*Data provided:*
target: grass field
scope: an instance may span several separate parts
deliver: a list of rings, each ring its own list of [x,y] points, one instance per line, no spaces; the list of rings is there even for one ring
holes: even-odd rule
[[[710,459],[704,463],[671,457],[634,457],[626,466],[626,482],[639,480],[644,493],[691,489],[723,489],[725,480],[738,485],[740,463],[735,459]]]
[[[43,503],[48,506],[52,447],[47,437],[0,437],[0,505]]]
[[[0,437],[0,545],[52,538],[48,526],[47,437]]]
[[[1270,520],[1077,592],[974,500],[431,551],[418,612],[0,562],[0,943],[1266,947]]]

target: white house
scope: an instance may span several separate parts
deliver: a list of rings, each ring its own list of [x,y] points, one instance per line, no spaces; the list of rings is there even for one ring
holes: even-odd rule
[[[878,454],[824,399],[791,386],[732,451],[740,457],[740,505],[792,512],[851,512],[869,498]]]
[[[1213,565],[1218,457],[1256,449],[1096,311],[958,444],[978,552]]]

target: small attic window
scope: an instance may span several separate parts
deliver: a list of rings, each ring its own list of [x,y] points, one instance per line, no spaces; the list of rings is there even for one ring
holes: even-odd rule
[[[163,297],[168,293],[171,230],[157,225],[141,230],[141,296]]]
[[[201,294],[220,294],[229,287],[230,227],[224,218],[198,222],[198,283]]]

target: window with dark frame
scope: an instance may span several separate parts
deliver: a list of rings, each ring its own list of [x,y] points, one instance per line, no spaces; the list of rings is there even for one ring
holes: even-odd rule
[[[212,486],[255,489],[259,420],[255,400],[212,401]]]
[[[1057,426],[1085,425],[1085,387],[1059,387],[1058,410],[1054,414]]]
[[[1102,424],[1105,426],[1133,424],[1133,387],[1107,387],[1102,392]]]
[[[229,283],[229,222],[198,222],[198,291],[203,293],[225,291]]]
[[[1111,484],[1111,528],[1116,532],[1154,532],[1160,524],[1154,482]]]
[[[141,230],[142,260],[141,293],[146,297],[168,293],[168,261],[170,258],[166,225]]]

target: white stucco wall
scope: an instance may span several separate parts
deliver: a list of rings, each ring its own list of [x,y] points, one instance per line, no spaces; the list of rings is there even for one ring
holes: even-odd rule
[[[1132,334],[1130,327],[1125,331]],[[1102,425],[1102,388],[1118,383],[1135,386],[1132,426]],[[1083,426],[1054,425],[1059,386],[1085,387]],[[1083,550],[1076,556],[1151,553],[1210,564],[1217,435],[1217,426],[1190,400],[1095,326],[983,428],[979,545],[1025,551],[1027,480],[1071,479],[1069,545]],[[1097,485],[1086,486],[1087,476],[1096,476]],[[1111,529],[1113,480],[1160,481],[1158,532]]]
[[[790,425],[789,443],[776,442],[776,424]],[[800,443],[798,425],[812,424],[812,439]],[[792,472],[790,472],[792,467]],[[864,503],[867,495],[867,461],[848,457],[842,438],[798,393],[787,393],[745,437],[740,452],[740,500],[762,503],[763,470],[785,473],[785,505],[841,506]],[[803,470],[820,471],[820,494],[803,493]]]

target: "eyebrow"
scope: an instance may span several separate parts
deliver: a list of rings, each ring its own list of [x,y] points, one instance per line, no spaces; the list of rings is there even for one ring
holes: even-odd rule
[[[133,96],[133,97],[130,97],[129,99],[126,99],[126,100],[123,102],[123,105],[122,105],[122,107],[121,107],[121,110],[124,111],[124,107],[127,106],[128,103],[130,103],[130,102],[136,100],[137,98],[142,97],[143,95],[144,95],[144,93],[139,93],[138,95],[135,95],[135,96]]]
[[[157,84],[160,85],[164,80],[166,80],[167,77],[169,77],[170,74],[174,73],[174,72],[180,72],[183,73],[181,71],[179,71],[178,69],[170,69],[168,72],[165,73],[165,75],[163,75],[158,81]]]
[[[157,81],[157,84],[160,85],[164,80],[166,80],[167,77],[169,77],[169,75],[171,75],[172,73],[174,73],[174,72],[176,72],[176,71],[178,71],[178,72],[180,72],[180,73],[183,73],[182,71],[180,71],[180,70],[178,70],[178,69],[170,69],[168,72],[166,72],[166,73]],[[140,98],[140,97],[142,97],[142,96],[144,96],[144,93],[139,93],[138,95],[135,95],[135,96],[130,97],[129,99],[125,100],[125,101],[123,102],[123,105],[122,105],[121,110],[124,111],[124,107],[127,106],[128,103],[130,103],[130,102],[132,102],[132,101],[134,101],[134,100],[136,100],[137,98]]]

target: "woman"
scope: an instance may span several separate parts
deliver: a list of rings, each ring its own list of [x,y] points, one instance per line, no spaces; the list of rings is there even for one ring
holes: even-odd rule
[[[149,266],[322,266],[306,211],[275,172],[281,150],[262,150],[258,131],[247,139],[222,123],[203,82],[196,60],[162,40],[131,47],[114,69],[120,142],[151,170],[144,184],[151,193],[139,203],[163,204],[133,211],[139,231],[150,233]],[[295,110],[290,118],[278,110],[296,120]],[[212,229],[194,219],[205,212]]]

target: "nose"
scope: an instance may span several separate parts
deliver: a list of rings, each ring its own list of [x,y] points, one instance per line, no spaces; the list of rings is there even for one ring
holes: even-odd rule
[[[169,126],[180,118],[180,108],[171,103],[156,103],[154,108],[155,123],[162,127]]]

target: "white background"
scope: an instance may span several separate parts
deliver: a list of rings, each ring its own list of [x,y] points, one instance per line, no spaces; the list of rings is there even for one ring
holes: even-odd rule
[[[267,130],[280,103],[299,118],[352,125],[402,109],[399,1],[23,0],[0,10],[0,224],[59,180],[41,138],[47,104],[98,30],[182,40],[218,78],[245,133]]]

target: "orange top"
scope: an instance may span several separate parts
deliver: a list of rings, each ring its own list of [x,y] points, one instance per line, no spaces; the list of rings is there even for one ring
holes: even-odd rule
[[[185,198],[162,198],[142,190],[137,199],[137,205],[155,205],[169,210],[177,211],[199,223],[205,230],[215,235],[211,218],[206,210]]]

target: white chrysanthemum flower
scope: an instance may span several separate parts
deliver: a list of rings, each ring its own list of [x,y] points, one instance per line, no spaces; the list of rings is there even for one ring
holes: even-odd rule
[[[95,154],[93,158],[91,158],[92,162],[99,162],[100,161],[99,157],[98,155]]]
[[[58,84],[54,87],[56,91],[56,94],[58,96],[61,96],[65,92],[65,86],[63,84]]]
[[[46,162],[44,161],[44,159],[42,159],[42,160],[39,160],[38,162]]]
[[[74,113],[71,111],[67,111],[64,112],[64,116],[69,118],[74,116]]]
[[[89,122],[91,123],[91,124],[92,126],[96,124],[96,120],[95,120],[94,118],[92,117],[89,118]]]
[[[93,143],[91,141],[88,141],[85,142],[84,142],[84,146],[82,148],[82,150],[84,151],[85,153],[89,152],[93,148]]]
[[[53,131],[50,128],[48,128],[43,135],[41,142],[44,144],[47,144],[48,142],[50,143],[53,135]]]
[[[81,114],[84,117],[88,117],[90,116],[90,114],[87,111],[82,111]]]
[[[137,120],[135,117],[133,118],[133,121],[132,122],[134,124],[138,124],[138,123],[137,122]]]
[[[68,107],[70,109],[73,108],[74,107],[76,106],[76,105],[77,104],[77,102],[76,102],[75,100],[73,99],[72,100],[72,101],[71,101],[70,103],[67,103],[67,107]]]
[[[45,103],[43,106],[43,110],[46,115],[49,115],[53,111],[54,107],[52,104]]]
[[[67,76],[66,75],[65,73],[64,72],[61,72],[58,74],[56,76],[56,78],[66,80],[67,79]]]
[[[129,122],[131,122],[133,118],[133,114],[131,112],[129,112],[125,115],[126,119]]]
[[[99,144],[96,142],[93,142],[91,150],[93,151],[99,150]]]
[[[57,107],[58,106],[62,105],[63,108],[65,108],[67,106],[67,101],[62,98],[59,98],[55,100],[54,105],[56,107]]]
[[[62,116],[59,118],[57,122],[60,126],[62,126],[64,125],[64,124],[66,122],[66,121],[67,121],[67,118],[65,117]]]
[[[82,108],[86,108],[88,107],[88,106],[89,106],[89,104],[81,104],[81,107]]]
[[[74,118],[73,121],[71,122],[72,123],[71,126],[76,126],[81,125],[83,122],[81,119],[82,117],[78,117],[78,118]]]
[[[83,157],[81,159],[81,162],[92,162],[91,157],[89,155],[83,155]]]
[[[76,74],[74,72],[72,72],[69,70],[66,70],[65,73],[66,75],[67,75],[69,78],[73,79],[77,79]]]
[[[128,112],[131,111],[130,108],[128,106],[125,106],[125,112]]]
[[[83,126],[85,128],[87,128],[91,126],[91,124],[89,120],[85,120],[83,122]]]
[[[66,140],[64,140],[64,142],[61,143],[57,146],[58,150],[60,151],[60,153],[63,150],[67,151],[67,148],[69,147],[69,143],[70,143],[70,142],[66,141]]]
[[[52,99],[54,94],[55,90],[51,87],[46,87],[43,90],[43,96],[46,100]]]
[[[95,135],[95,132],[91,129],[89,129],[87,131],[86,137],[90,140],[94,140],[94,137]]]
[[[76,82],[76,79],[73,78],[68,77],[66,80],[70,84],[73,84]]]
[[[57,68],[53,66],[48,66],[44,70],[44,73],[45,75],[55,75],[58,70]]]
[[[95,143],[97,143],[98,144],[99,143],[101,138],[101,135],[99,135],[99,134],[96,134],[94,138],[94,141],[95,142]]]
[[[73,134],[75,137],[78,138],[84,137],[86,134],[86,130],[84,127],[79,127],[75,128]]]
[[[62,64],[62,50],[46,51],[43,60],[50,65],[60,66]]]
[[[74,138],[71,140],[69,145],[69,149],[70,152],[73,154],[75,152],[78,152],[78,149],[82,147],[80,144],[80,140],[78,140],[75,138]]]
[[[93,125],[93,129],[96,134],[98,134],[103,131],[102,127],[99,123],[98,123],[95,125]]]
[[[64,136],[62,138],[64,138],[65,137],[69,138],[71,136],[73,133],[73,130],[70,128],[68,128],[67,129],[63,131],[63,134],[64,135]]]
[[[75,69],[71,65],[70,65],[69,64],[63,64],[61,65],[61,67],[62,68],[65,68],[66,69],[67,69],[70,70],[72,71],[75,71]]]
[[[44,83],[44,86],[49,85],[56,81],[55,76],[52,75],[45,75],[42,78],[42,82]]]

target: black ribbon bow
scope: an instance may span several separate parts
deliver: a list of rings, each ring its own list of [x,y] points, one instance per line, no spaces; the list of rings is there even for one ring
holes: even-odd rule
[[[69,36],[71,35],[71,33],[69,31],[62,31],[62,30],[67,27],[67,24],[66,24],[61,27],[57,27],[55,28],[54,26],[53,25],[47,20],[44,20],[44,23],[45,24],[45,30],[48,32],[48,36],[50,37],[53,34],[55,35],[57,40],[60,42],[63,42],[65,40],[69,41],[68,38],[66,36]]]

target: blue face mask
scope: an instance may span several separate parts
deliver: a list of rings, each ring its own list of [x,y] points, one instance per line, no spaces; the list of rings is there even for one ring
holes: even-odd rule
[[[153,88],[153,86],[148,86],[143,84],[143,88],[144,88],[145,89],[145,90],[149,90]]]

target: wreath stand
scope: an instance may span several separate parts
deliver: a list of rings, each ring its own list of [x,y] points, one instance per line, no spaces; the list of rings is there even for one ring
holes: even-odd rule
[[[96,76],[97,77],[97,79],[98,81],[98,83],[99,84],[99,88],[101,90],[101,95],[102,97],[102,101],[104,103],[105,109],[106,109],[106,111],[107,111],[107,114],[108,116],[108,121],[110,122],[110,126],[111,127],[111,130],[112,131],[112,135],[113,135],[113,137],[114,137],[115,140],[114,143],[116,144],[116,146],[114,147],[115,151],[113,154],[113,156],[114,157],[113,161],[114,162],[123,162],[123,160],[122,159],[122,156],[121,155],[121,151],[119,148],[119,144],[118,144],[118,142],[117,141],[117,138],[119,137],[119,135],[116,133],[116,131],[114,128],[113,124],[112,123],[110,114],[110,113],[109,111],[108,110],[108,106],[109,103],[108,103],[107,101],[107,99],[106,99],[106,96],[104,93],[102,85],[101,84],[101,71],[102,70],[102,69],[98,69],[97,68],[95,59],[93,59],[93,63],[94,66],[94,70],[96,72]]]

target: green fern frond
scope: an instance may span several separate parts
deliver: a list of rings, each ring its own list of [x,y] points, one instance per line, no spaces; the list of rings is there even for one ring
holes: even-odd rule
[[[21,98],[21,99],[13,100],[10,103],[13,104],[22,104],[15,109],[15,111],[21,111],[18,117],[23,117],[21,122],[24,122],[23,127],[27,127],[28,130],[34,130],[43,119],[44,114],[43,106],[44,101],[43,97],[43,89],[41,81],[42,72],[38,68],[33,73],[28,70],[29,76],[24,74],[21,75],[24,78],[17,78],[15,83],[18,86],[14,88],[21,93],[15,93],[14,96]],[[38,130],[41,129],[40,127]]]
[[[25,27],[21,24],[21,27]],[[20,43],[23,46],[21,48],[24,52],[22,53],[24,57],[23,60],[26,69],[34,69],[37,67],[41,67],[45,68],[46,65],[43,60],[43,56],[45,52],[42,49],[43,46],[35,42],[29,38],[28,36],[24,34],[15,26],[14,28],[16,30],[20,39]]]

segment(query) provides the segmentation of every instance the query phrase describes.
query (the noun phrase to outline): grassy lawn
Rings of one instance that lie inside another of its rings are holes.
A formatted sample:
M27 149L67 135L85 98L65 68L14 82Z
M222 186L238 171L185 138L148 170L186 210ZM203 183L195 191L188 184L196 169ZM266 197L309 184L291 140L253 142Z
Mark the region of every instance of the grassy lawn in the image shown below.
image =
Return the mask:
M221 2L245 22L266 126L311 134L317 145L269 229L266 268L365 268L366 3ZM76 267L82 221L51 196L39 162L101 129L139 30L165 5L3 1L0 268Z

*What is asked:*
Set down, unchanged, the line that contains "segment(query) provides the" together with every later line in the records, through the last one.

*Exercise answer:*
segment(query) provides the segmentation of every instance the query phrase describes.
query (the noun phrase to outline): grassy lawn
Rings of one instance that lie inside another of its rings are holes.
A formatted sample:
M27 149L67 135L85 98L65 68L14 82Z
M222 186L238 171L185 138L148 170L186 210ZM203 183L195 191L188 184L196 169ZM266 197L309 184L291 140L253 142Z
Mark the region of every instance of the grassy lawn in the image shown below.
image =
Return the mask:
M221 2L245 22L266 126L311 134L317 145L269 229L266 268L365 268L366 3ZM76 267L82 221L51 196L39 162L101 129L139 30L165 5L3 1L0 268Z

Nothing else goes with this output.